-- Opening Marker --

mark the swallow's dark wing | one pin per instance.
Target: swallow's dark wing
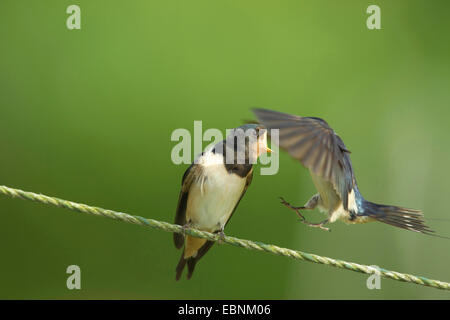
(316, 145)
(190, 176)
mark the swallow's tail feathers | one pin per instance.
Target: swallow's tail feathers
(191, 257)
(400, 217)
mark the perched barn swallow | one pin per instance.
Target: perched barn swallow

-- Closing Marker --

What to do>
Please set down the records above verbatim, with each picture left out.

Answer for the task>
mark the swallow's dark wing | one pin per instance.
Target: swallow's dark wing
(316, 145)
(190, 176)
mark the swallow's tail feathers | one pin per instance.
Target: swallow's tail feathers
(191, 257)
(400, 217)
mark the perched barn swallow | one pin per instance.
Target: perched barn swallow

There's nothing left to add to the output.